• _YOUR GOAL_
Look for the line containing "Would you be able to point out the window" in the listing below. Retype that line and every subsequent line through the last one, and only those.
>> Start GIVEN RECORDS
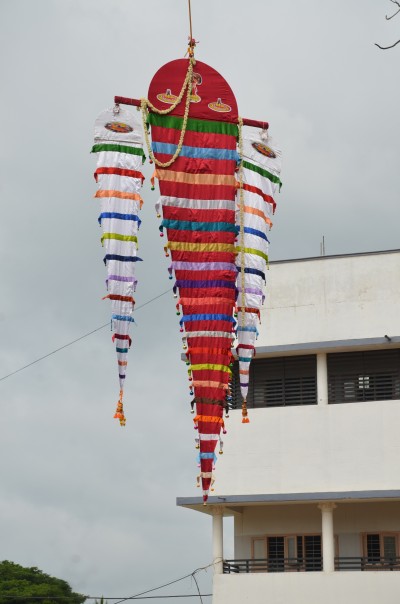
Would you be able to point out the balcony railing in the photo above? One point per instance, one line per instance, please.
(367, 563)
(309, 564)
(273, 565)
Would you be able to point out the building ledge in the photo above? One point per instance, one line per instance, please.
(238, 501)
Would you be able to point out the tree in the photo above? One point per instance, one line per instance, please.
(20, 585)
(388, 18)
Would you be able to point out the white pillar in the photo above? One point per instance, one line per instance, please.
(328, 539)
(218, 539)
(322, 379)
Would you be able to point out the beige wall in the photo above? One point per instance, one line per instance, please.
(308, 588)
(350, 520)
(331, 299)
(347, 447)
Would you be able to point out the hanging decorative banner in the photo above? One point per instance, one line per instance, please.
(216, 206)
(196, 159)
(258, 179)
(119, 149)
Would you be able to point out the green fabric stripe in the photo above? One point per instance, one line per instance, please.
(118, 148)
(212, 366)
(250, 250)
(173, 121)
(119, 237)
(263, 172)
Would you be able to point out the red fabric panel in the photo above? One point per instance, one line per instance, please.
(174, 213)
(211, 86)
(182, 256)
(189, 191)
(194, 165)
(201, 236)
(194, 139)
(206, 275)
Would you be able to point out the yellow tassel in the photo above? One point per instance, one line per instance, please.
(245, 419)
(119, 412)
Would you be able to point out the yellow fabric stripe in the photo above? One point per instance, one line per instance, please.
(201, 247)
(196, 179)
(213, 366)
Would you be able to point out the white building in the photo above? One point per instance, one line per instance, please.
(313, 481)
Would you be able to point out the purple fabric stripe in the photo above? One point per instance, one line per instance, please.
(204, 266)
(118, 278)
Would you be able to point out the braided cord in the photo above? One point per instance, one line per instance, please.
(145, 104)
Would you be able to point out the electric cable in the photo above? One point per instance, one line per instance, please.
(77, 339)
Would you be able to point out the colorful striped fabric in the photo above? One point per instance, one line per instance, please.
(118, 145)
(260, 175)
(198, 207)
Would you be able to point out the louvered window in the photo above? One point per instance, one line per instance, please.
(279, 382)
(372, 375)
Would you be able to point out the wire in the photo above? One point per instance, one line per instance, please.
(197, 585)
(77, 339)
(104, 597)
(167, 584)
(190, 21)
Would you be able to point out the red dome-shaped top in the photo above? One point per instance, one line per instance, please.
(211, 99)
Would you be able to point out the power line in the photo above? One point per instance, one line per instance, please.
(192, 574)
(77, 339)
(105, 597)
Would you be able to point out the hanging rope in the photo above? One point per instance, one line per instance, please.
(245, 418)
(190, 21)
(145, 104)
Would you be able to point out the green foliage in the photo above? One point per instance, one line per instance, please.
(26, 585)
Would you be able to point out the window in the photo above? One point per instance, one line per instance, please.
(373, 375)
(278, 382)
(289, 552)
(381, 548)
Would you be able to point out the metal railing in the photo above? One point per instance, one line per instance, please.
(273, 565)
(310, 564)
(367, 563)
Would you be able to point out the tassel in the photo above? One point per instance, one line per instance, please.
(119, 412)
(245, 419)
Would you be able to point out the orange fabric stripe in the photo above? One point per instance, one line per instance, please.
(206, 301)
(119, 195)
(208, 418)
(196, 179)
(201, 247)
(210, 384)
(250, 210)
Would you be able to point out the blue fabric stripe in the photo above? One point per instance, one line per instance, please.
(196, 152)
(186, 225)
(207, 317)
(256, 233)
(196, 284)
(119, 216)
(121, 258)
(253, 271)
(122, 318)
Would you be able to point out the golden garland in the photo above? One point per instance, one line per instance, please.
(245, 418)
(145, 104)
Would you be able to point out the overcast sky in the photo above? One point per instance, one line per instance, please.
(80, 497)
>> End GIVEN RECORDS
• _WRITTEN ANSWER_
Would you be able to point out the window in the photo above? One point per instance, one line per instance, please.
(373, 375)
(278, 382)
(289, 552)
(381, 548)
Would you be able to point out the metal railing in the photo above? One point per instance, one line per instance, please.
(273, 565)
(310, 564)
(367, 563)
Would you be able to point out the tassel in the photo above? One point per instance, one line per instance, please.
(119, 412)
(245, 419)
Would you be able to point out the orange fabric stripe in the photo above? One point per instance, one line per instance, please.
(206, 301)
(119, 195)
(208, 418)
(196, 179)
(201, 247)
(210, 384)
(250, 210)
Would you be able to point out the blue fabric stripe in the photo above? One point per instance, one line per instance, please.
(196, 152)
(186, 225)
(207, 317)
(256, 233)
(196, 284)
(119, 216)
(121, 258)
(253, 271)
(122, 318)
Would you be able to point out the golden garland in the photo above? One point per instance, one line per instance, please.
(245, 418)
(145, 104)
Would you be able to point out the overcast sky in the photo above? One point per instance, one line per instance, please.
(80, 497)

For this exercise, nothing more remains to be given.